_GESELECTEERDE TEKST_
◇ ◇ ◇ ◇ ◇
Report meeting Commissie voor Buitenlands Beleid, Europese Aangelegenheden, Internationale Samenwerking en Toerisme
Report
De heer Aerts heeft het woord.
Voorzitter, minister-president, collega's, in Israël vonden er vorige maand verkiezingen plaats. De verkiezingsuitslag lijkt niet te wijzen op een ontdooiing van de relaties tussen Israël en Palestina. Integendeel. Benjamin Netanyahu is opnieuw aan zet en kijkt voor een regering naar de extreemrechtse partij Religious Zionism. De partijleider is zelf een zionist die in het verleden al veroordeeld werd voor het aanzetten van racisme tegenover Arabieren en hij aast op de post van minister van Openbare Veiligheid, waar ook de Israëlische politie onder valt.
Dit alleen al kan de spanning met de Palestijnen opnieuw doen oplaaien, al was die spanning nooit weg. We zien ondertussen dat die spanning blijft oplaaien. Vorige maand vielen er tijdens een Israëlische aanval op de Westelijke Jordaanoever vier dodelijke slachtoffers en negentien gewonden. Dat zijn berichten die continu blijven aanzwellen en er zijn steeds meer dodelijke slachtoffers gevallen sinds het indienen van deze vraag. In augustus 2022 waren er drie specifieke Israëlische militaire acties in de Gazastrook. Amnesty International vraagt het Internationaal Strafhof om deze aanvallen te onderzoeken als oorlogsmisdaden.
Minister-president, ik agendeerde de Palestijns-Israëlische kwestie eerder in deze commissie naar aanleiding van het rapport van Amnesty International waarin het Israëlische regime ten aanzien van Palestina als een apartheidsregime werd bestempeld. Toen stelde u het VN-rapport (Verenigde Naties) hierover af te wachten.
Ondertussen is het rapport uitgekomen van mevrouw Francesca Albanese, de speciale VN-rapporteur voor de mensenrechtensituatie in de bezette Palestijnse gebieden sinds 1967. Zij stelt dat de Israëlische bezetting een schending is van de territoriale soevereiniteit van de Palestijnen doordat ze het gebied in beslag neemt, annexeert en fragmenteert, maar ook de burgerbevolking overbrengt naar het bezette gebied. Verder brengt de bezetting het culturele bestaan van het Palestijnse volk in gevaar en schendt het ook het recht om zich te organiseren als een volk. Palestijnse politieke activiteiten, belangenbehartiging en activisme worden immers onderdrukt. Dit is volgens de rapporteur het bewijs van Israëls intentie om het bezette gebied te in te nemen.
◇ ◇ ◇ ◇ ◇
_WAT TE DOEN_
**A.** Beantwoord op basis van het commissieverslag over Israël en Palestina de volgende vragen.
(i) Op welke ministerspost aast de partijleider van Religious Zionism?
(ii) Hoeveel dodelijke slachtoffers en gewonden vielen er vorige maand bij de Israëlische aanval op de Westelijke Jordaanoever?
(iii) Welke functie bekleedt Francesca Albanese?
**B.** Schrijf een vervolg op het commissieverslag over Israël en Palestina dat aansluit op de laatste zin.

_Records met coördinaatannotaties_
◇ ◇ ◇ ◇ ◇
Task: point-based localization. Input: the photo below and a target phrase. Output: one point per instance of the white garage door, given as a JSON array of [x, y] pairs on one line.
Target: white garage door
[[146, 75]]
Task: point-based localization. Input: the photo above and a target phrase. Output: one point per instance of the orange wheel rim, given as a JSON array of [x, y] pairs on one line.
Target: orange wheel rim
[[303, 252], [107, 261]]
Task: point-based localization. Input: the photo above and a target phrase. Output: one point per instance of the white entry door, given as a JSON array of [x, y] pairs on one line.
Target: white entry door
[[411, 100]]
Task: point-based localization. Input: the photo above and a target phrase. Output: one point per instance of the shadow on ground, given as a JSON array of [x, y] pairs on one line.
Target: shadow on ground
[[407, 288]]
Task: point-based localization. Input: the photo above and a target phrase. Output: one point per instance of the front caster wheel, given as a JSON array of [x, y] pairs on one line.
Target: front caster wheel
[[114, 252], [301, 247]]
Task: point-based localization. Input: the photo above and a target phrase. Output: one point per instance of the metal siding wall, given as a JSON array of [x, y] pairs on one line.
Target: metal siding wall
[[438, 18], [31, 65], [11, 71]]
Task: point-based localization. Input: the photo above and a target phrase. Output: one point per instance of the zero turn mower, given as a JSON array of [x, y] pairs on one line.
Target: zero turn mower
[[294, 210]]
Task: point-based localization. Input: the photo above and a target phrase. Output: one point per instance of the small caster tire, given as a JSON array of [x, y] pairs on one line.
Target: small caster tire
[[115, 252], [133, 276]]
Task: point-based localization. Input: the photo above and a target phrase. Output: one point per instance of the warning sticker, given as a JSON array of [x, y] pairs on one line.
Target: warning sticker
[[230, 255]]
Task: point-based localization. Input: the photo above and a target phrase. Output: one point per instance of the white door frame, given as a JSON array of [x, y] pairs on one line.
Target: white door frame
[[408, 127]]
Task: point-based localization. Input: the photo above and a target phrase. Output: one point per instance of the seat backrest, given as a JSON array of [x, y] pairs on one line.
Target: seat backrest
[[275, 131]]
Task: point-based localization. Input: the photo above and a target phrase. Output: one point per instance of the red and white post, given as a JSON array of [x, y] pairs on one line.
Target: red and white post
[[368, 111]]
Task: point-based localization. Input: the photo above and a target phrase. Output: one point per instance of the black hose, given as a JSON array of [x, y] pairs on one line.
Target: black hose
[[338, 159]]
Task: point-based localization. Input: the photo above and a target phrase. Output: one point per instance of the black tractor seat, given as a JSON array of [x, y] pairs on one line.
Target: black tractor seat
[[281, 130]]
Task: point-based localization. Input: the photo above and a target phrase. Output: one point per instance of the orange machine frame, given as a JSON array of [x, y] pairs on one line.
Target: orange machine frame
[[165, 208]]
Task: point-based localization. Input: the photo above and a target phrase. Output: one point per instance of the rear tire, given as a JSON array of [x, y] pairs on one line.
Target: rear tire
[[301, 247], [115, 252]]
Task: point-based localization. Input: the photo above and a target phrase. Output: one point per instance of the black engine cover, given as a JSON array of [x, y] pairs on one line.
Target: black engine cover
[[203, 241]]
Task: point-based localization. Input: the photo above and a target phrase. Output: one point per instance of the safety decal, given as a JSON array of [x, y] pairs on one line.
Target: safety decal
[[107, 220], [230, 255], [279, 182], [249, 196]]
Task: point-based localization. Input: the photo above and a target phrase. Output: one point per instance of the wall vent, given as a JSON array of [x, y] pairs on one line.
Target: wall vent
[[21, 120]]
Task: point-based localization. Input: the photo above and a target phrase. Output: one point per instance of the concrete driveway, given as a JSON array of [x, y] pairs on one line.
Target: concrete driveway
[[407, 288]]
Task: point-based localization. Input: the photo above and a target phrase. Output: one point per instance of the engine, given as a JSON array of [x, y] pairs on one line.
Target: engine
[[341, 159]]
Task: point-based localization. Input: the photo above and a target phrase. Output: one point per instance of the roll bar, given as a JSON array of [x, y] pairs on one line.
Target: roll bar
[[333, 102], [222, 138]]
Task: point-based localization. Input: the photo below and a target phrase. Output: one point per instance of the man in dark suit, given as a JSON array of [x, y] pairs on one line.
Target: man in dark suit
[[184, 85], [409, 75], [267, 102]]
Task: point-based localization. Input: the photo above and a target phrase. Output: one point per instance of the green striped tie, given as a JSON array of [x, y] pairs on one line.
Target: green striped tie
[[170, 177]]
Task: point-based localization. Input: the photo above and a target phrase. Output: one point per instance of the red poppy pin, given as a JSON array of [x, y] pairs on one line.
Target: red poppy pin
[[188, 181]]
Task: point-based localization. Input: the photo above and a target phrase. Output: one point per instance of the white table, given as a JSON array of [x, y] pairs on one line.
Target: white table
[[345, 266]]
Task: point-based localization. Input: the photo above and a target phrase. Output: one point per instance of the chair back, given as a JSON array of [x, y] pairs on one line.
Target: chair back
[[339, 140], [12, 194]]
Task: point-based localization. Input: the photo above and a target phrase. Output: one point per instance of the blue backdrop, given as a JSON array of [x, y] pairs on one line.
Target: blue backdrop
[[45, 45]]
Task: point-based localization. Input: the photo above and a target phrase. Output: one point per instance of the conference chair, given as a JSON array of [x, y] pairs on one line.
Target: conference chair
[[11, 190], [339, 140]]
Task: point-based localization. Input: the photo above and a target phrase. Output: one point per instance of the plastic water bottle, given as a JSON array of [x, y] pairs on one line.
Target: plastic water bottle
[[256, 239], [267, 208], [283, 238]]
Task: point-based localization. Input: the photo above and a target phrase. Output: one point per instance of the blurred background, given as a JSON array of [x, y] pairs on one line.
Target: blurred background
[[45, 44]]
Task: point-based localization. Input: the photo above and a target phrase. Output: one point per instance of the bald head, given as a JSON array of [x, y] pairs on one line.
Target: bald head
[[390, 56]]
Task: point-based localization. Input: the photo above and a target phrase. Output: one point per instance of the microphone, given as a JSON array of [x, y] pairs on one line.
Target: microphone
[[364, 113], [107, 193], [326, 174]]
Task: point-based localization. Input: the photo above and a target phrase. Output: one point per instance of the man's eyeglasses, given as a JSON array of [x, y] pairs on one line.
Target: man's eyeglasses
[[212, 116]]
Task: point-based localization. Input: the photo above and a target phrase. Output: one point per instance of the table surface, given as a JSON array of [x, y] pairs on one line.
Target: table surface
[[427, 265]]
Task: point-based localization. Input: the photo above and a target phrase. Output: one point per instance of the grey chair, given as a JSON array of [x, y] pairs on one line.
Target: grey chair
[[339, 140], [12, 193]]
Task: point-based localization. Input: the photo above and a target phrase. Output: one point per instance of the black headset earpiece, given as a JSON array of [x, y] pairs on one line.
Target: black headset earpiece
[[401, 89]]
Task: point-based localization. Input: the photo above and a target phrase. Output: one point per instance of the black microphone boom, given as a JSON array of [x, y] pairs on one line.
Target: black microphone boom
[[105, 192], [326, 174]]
◇ ◇ ◇ ◇ ◇
_ANTWOORDEN PER OPDRACHT_
**A.**
(i) De post van minister van Openbare Veiligheid, waar ook de Israëlische politie onder valt.
(ii) Vier dodelijke slachtoffers en negentien gewonden.
(iii) Zij is de speciale VN-rapporteur voor de mensenrechtensituatie in de bezette Palestijnse gebieden sinds 1967.

**B.**
Ze roept dan ook op om het zelfbeschikkingsrecht van het Palestijnse volk te erkennen en noemt de nederzettingenpolitiek en apartheid die Israël heeft opgelegd in de bezette Palestijnse gebieden onwettig.
In de afsluitende observaties spreekt de rapporteur klare taal: de Israëlische bezetting is een doelbewust repressief regime dat het recht tot zelfbeschikking van het Palestijnse volk probeert te voorkomen. Daarom is een van de aanbevelingen ook gericht aan de staat Israël, die onmiddellijk dit gedrag moet stopzetten.
Maar belangrijker in de aanbevelingen is dat andere staten de opzettelijke schendingen van het Palestijnse recht tot zelfbeschikking moeten veroordelen, wat onder andere inhoudt dat de staten bereid zijn om diplomatieke, economische en politieke maatregelen te treffen, toegelaten door het VN-Handvest, indien Israël zijn verplichtingen volgens het internationaal recht niet naleeft.
Naar aanleiding van dat uitgekomen rapport heb ik volgende vragen.
Minister-president, hoe evalueert u de nieuwe politieke situatie sinds de meest recente Israëlische verkiezingen?
Hoe staat u ten overstaan van de conclusies en aanbevelingen van dit VN-rapport?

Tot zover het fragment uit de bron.